Dataset excerpt:
========================

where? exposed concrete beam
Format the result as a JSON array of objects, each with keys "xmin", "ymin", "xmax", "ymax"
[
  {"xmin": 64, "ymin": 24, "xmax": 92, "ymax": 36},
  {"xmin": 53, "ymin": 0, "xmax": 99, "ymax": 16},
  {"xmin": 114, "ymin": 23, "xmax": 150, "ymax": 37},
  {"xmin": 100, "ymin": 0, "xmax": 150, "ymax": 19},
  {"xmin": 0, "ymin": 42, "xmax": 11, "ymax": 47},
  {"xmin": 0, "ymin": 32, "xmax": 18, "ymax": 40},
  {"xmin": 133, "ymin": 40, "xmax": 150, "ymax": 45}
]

========================

● STATED EXERCISE
Retype the data above character for character, without changing anything.

● WRITTEN REPLY
where? exposed concrete beam
Format the result as a JSON array of objects, each with keys "xmin", "ymin", "xmax", "ymax"
[
  {"xmin": 64, "ymin": 24, "xmax": 92, "ymax": 36},
  {"xmin": 53, "ymin": 0, "xmax": 99, "ymax": 16},
  {"xmin": 114, "ymin": 23, "xmax": 150, "ymax": 37},
  {"xmin": 100, "ymin": 0, "xmax": 150, "ymax": 19},
  {"xmin": 0, "ymin": 42, "xmax": 11, "ymax": 47},
  {"xmin": 0, "ymin": 32, "xmax": 18, "ymax": 40},
  {"xmin": 133, "ymin": 40, "xmax": 150, "ymax": 45}
]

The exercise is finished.